### Information given
☆ ☆ ☆ ☆ ☆ ☆ ☆

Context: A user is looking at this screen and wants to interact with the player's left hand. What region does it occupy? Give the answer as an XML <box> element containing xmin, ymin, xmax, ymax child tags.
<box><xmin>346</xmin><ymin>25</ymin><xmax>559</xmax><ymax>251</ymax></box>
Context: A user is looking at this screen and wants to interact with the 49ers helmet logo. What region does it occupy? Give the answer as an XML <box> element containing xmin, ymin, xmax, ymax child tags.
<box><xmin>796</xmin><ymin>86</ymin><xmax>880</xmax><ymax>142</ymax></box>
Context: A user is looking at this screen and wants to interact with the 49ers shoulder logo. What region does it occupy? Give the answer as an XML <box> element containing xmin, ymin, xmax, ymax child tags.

☆ ☆ ☆ ☆ ☆ ☆ ☆

### Your task
Reproduce all of the lines above, requests included, and shift every box coordinate in the answers up by 122.

### Solved exercise
Context: A user is looking at this screen and wants to interact with the player's left hand. What region does it occupy? Give the answer as an XML <box> element containing xmin, ymin, xmax, ymax child tags.
<box><xmin>468</xmin><ymin>147</ymin><xmax>681</xmax><ymax>373</ymax></box>
Context: A user is looking at this screen and wants to interact with the 49ers helmet logo. What region does it occupy? Give the answer as an XML <box> element containing xmin, ymin, xmax, ymax child tags.
<box><xmin>918</xmin><ymin>208</ymin><xmax>1002</xmax><ymax>264</ymax></box>
Context: A user is looking at this screen and wants to interact with the 49ers shoulder logo. What region does it occupy? Give the answer as an XML <box> element containing xmin, ymin, xmax, ymax child tags.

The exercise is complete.